_Arbeitsaufträge:_
a) Wie empfindet Helmut Hüttinger im Interview die Art der FPÖ, mit Menschen umzugehen?
b) Schreib das Interview mit Helmut Hüttinger bitte weiter, im Anschluss an die letzte Frage des STADTBLATT.

_Lesetext:_
----
STADTBLATT: Die SPÖ sagt, mit der Bürgerliste und der FPÖ setze sie mehr um als mit der ÖVP. Wäre diese Konstellation die bessere Regierung?
HELMUT HÜTTINGER: „In der Gemeindepolitik spielt die Ideologie eine untergeordnete Rolle. Deshalb habe ich keine Scheu davor gehabt, mit der FPÖ in sachpolitischen Dingen zusammenzuarbeiten. Es gibt aber trotzdem Unterschiede in der Politik der FPÖ, die es mir sehr schwer machen, mit ihnen in einem Boot zu sitzen. Sie hat in ihrer Politik eine Art mit Menschen umzugehen, die ich nicht als sehr achtend empfinde, um es ganz vorsichtig auszudrücken. Das sind Dinge, die mich wirklich betroffen und zornig machen.“

STADTBLATT: Wo hat die Bürgerliste in den letzten Jahren Akzente gesetzt?
----
[Zeigedatensätze]
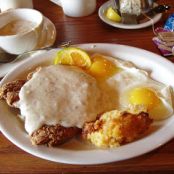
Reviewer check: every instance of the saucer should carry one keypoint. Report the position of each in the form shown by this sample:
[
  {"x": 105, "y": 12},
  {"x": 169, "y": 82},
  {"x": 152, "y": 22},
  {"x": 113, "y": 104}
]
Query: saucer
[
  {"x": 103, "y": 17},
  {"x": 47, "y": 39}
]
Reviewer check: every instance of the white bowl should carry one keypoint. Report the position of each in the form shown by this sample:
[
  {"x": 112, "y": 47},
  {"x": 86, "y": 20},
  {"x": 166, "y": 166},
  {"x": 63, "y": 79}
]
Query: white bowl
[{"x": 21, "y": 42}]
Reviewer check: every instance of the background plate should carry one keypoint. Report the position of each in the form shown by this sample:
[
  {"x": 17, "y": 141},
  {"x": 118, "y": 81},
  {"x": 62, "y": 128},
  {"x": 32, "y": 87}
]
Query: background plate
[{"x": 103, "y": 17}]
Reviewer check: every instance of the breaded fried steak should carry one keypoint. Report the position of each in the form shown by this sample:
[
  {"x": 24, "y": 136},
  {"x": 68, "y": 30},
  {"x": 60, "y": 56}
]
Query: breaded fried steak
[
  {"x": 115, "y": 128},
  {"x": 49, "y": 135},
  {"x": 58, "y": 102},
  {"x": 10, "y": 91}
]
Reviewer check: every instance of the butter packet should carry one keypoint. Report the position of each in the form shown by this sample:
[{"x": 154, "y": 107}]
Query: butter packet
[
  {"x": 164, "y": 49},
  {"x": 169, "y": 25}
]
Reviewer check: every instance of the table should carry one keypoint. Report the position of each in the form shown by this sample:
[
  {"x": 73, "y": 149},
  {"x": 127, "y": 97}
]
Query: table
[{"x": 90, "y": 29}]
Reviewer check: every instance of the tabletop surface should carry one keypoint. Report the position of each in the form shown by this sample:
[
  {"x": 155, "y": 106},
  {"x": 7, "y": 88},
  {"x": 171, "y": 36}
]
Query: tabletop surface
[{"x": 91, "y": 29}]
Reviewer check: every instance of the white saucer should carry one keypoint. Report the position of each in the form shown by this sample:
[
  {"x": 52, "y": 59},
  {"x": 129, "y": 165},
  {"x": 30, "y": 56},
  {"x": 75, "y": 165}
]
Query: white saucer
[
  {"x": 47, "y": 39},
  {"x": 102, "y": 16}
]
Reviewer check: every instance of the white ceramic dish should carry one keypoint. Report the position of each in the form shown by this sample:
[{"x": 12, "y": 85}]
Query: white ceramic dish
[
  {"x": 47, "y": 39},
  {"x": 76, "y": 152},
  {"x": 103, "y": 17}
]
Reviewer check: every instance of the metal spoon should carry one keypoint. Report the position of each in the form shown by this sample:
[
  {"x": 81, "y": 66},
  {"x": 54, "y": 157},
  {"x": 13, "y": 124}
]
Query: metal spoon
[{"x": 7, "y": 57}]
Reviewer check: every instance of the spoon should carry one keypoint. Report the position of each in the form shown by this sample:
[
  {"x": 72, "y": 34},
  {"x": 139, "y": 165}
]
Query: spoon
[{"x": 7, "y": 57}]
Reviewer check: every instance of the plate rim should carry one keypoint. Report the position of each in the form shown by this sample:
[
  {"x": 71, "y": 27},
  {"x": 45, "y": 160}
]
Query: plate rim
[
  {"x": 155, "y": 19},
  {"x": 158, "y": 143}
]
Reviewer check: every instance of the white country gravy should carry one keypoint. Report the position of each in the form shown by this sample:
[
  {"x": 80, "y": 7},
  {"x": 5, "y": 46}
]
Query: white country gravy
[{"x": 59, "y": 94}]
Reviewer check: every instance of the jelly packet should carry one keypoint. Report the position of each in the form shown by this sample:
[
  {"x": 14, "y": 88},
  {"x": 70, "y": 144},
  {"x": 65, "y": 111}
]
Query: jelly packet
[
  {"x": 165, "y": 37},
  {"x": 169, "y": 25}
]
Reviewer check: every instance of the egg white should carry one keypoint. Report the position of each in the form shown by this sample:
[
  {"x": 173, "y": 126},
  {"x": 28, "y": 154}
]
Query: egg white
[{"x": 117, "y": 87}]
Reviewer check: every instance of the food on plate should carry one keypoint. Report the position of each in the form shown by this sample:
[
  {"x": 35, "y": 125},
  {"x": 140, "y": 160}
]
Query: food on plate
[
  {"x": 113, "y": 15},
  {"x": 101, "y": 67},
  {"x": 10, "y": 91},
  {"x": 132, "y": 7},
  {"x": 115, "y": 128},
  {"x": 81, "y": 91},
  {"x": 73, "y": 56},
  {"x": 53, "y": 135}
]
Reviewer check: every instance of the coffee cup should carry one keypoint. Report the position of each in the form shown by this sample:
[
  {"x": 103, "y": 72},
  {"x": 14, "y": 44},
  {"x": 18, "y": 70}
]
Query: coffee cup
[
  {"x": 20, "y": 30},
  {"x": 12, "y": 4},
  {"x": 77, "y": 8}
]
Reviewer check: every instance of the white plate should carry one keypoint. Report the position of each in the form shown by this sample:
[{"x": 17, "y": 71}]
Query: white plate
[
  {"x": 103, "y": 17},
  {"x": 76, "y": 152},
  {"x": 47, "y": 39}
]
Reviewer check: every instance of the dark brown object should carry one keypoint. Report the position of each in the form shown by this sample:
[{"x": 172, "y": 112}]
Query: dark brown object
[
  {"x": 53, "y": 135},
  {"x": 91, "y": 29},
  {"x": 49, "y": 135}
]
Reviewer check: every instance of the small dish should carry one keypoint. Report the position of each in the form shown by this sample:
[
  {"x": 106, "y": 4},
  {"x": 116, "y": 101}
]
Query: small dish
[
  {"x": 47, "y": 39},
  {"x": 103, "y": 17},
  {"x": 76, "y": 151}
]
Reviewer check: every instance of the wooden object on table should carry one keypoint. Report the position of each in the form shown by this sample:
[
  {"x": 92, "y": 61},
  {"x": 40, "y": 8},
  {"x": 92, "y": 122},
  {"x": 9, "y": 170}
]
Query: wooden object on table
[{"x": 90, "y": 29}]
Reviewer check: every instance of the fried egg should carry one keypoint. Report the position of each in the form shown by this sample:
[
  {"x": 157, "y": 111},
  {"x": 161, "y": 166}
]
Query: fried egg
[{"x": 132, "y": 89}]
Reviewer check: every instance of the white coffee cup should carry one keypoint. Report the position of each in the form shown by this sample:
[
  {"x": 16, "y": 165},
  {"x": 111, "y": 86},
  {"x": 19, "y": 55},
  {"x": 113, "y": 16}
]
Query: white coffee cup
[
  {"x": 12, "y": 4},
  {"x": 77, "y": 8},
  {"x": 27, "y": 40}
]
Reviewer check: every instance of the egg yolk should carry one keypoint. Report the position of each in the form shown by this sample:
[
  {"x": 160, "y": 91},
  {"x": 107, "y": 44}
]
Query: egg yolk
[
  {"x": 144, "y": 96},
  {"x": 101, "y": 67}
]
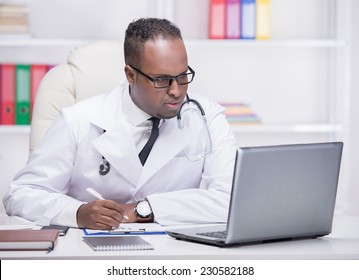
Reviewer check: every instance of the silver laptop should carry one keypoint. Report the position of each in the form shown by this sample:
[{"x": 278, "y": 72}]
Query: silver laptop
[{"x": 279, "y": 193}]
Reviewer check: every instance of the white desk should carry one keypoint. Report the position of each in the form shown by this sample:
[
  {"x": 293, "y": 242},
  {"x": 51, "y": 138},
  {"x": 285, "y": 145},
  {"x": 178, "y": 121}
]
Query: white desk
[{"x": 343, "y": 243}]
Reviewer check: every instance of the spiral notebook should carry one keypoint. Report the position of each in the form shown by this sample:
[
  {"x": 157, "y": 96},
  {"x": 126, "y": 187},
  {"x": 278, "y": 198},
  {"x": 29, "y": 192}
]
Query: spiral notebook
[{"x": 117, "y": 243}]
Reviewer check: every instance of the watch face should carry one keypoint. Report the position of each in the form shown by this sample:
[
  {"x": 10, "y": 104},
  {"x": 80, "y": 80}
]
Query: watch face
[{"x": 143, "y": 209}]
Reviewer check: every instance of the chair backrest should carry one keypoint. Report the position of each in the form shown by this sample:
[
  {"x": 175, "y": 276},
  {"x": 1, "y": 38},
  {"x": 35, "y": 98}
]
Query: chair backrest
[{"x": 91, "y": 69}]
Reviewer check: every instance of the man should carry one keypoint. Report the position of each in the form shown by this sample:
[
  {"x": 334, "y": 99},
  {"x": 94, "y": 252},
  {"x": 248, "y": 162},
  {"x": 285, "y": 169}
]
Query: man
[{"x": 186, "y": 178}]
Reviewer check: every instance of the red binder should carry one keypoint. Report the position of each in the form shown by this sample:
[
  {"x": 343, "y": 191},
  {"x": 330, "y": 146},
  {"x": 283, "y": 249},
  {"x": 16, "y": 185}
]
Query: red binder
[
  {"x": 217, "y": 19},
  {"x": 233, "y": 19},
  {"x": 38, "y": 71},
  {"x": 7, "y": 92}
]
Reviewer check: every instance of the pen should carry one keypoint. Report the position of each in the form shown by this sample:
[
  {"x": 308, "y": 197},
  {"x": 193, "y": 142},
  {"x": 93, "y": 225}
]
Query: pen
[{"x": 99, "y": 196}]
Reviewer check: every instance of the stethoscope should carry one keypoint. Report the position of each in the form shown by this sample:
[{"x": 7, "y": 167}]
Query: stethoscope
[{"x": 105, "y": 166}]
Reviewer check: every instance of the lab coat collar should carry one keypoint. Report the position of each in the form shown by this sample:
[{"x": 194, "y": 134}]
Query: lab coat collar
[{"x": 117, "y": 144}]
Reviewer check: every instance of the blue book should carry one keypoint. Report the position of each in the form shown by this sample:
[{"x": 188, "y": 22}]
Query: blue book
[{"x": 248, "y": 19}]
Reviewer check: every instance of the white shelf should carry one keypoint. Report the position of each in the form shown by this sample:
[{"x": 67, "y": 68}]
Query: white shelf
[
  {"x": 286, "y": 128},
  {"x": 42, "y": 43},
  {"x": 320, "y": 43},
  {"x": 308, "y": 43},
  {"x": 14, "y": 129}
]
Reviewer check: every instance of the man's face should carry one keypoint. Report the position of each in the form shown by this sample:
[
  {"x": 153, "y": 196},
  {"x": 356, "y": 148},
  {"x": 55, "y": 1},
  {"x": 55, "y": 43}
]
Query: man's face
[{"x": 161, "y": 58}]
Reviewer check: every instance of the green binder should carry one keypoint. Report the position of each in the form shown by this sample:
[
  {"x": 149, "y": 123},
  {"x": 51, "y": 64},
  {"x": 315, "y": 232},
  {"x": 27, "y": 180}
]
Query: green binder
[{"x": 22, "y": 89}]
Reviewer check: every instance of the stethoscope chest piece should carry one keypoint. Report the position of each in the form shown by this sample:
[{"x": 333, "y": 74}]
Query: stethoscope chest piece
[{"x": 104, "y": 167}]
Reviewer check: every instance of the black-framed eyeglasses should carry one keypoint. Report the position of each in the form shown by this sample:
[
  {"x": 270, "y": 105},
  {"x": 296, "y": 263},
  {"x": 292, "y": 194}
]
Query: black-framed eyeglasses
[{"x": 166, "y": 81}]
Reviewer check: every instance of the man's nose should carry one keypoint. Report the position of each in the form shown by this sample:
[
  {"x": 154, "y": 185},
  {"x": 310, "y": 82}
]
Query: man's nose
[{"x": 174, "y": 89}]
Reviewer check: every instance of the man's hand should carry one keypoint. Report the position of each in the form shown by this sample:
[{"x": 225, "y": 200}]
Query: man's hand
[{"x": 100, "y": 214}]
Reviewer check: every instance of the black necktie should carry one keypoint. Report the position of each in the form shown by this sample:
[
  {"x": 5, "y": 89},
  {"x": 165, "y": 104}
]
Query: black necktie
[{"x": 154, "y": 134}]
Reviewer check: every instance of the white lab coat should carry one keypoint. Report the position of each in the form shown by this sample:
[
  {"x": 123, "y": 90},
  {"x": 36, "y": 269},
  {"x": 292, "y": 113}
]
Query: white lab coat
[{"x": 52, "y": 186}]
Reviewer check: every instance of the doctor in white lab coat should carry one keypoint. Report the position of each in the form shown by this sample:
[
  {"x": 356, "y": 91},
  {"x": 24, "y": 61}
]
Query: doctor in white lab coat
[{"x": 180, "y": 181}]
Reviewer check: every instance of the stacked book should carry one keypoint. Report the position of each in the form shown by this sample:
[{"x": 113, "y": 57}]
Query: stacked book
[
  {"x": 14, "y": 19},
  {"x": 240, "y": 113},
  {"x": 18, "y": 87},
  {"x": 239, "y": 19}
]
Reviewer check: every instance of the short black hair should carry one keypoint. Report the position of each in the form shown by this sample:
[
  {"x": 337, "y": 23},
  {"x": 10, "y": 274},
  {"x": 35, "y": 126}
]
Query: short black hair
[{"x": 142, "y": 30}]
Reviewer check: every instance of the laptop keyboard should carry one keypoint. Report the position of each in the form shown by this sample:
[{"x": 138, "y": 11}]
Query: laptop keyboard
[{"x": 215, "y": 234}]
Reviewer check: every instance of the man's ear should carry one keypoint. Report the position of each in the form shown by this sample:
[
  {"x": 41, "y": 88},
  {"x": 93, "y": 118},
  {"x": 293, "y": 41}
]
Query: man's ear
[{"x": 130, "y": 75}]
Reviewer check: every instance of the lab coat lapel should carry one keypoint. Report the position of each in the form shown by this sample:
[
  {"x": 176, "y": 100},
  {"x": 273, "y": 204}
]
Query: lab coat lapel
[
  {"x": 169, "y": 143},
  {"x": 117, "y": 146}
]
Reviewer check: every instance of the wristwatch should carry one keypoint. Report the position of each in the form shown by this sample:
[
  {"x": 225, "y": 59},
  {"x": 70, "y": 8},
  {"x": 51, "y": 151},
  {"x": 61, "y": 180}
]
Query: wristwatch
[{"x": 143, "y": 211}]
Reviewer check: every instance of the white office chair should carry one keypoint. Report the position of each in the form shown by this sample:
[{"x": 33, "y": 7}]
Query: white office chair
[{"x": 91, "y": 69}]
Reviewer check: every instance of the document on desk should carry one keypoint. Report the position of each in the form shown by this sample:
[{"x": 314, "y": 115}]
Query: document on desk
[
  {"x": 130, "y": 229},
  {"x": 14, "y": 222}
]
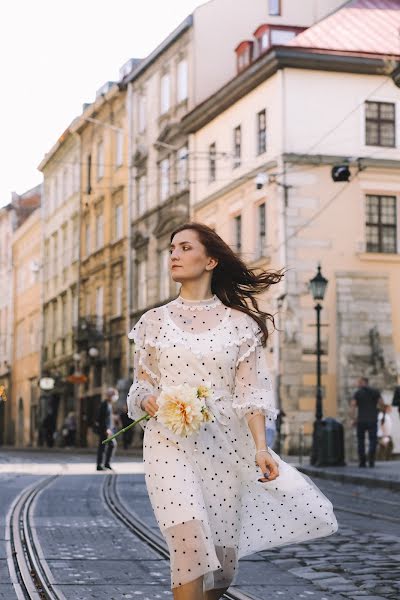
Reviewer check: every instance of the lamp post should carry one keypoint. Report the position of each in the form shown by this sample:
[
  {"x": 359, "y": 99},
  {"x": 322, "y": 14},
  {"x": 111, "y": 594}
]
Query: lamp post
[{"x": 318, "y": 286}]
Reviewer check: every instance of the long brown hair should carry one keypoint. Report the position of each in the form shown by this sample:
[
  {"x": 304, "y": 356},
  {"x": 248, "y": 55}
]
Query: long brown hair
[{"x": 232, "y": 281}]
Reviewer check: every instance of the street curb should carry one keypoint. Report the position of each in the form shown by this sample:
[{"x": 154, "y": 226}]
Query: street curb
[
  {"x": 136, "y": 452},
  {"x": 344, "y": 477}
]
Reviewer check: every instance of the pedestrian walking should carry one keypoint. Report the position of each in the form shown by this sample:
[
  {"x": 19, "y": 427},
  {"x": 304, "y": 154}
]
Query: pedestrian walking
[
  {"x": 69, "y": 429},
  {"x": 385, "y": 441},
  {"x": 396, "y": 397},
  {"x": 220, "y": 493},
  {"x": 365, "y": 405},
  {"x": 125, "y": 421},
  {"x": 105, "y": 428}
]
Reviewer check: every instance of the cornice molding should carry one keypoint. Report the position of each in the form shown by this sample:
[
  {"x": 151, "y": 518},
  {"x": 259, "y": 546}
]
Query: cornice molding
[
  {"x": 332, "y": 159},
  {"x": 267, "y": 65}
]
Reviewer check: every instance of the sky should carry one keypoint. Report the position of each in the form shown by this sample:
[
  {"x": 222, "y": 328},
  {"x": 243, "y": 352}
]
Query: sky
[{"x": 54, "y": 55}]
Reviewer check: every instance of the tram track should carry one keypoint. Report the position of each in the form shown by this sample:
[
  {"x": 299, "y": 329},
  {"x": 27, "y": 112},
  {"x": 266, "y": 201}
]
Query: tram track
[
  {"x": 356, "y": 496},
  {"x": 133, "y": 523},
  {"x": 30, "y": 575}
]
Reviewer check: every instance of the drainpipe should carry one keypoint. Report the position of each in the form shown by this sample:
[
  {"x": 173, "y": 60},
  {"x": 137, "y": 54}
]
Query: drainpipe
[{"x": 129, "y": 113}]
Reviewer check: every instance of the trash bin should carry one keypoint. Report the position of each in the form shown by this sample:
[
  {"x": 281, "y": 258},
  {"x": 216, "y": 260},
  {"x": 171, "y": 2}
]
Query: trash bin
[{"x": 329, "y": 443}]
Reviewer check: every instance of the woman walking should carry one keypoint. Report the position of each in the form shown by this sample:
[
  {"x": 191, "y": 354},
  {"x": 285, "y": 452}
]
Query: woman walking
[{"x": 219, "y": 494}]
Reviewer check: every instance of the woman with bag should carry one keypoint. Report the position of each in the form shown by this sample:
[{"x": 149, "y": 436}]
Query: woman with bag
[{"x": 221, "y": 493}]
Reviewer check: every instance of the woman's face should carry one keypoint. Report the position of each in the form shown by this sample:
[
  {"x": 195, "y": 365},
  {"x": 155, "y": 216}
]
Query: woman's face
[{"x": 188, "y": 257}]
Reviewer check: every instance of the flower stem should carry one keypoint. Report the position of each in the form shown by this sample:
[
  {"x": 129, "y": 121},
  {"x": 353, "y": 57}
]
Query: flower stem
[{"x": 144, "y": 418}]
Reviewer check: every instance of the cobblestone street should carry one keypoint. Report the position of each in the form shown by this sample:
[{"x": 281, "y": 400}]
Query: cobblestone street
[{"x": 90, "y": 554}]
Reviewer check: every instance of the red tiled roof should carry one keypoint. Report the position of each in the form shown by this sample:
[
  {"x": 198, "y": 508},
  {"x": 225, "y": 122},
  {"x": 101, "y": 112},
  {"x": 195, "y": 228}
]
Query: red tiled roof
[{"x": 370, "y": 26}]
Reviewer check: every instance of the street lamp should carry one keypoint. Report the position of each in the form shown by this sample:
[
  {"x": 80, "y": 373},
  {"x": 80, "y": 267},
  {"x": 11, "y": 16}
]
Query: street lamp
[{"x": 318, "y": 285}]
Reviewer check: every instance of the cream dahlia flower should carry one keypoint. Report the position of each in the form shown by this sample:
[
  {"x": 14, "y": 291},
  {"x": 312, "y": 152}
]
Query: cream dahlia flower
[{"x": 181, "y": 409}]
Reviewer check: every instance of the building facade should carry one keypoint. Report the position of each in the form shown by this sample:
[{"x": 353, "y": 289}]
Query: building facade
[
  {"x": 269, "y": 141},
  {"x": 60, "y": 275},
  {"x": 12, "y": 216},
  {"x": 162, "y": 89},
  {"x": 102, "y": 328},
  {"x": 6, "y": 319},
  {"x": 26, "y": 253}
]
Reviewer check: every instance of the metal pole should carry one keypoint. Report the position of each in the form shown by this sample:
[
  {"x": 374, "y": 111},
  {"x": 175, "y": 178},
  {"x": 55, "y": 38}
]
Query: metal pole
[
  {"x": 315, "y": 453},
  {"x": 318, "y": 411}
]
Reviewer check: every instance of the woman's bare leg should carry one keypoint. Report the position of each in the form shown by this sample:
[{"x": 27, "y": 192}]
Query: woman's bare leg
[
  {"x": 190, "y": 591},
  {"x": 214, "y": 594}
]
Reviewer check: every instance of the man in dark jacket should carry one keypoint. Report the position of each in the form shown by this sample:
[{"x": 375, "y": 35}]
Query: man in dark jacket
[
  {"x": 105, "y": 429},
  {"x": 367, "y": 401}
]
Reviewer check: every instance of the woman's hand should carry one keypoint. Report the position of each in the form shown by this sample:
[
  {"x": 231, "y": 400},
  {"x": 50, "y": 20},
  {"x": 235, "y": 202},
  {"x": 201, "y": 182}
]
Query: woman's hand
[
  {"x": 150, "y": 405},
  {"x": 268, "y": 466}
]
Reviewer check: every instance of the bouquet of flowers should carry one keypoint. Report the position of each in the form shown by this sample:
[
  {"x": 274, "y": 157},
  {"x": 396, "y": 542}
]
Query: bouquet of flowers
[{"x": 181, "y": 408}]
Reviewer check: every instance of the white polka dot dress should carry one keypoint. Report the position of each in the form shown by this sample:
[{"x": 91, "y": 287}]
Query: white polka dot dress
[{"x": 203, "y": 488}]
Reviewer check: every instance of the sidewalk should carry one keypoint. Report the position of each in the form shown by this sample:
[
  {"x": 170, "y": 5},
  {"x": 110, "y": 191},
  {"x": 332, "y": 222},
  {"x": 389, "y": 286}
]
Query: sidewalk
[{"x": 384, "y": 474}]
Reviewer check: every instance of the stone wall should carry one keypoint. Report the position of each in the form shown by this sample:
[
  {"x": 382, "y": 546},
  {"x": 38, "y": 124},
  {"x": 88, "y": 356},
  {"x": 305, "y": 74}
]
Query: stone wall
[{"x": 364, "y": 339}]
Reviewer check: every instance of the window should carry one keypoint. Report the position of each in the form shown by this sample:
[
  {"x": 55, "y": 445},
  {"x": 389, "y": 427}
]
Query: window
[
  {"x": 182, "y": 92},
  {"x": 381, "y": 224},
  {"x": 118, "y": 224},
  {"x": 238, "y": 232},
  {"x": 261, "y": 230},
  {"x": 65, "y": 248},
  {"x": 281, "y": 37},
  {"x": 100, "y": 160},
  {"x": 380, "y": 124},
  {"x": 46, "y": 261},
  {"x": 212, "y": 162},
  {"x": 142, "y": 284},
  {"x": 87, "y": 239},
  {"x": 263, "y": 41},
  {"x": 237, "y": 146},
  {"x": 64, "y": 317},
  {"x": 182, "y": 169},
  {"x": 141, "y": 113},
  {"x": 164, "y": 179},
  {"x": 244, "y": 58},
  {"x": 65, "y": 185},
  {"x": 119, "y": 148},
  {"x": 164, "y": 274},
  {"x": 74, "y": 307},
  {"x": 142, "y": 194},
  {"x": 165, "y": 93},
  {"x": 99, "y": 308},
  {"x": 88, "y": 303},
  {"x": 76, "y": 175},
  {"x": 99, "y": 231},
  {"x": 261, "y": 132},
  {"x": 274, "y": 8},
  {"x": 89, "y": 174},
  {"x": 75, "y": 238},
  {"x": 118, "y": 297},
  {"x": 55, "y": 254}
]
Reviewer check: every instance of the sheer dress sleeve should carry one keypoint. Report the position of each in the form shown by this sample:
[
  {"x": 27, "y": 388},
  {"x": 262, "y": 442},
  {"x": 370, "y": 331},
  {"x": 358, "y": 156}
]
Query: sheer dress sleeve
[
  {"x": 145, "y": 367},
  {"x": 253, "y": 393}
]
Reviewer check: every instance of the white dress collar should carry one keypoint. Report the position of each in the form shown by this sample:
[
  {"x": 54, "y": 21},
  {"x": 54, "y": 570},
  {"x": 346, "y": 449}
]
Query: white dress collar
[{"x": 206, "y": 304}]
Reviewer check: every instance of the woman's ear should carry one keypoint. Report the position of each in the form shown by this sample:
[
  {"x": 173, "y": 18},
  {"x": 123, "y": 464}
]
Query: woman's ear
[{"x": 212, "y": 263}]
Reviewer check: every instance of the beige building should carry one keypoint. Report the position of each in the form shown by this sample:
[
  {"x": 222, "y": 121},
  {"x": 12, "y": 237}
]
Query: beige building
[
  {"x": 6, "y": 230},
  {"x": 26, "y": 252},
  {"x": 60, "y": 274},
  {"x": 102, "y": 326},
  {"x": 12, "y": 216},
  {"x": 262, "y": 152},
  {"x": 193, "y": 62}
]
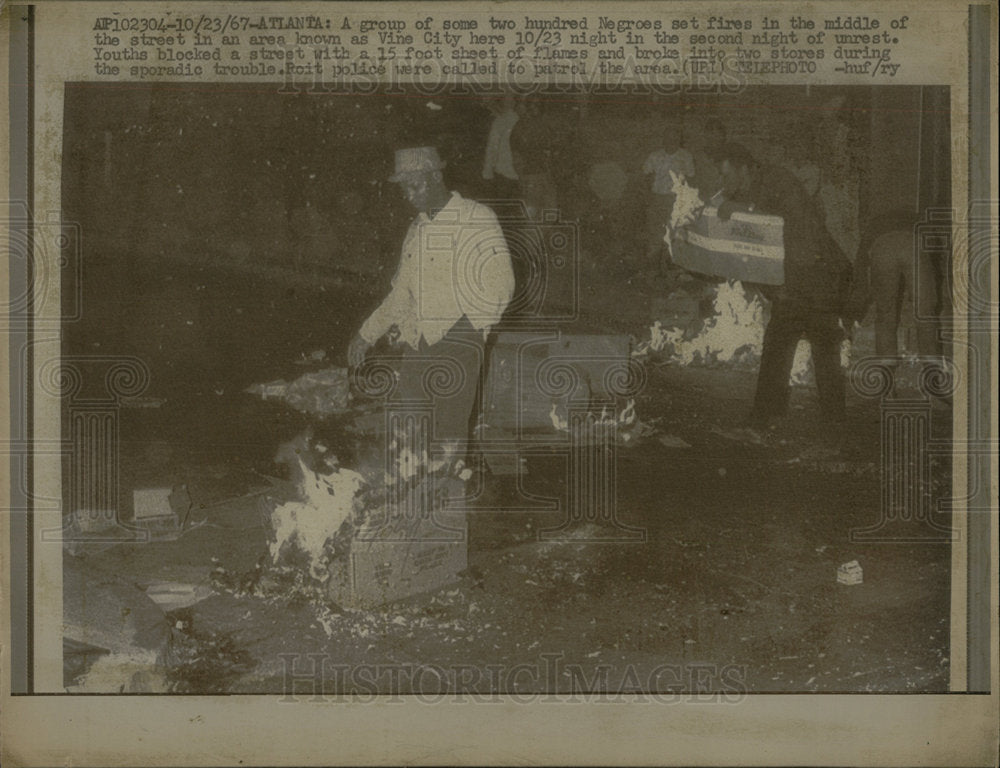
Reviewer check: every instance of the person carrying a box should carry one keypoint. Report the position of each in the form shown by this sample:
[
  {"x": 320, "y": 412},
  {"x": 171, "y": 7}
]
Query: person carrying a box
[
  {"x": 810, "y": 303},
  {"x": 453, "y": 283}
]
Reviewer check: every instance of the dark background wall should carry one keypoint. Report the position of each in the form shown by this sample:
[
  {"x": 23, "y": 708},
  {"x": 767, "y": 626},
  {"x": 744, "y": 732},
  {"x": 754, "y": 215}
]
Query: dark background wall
----
_Antworten:_
a) Er empfindet sie nicht als sehr achtend.

b)
HELMUT HÜTTINGER: „Eine zentrale Forderung war das Jugendzentrum Mark: Das wird jetzt subventioniert und gebaut. Weiters forderten wir eine zentrale Verkehrsberuhigung in der Altstadt: Das funktioniert jetzt. Wir sind eingetreten für die Altstadterhaltung, das ist kein Thema mehr. Den Kampf um die Stadtlandschaften führen wir in regelmäßigen Abständen zum Teil ganz heftig. Abseits von unserer sehr kleinen Parteistruktur bekommen wir dabei eine sehr große Unterstützung von den Bürgerinitiativen. Außerdem ist Salzburg jetzt die Hauptstadt der Radfahrer, die Entwicklung wäre ohne die Bürgerliste nicht so schnell vorangegangen. Und wir haben viel zur Integration beigetragen. Ich sage nicht, dass wir dabei die Einzigen sind. Aber es braucht einen ersten Schritt, ich denke zum Beispiel an die Notschlafstelle in Mülln oder die Übergangswohnungen für Frauen mit Kindern.“

STADTBLATT: Trotzdem bewegen sich die Wahlergebnisse immer zwischen 14 und 16 Prozent. Gibt es noch realistische Chancen für einen großen Sprung?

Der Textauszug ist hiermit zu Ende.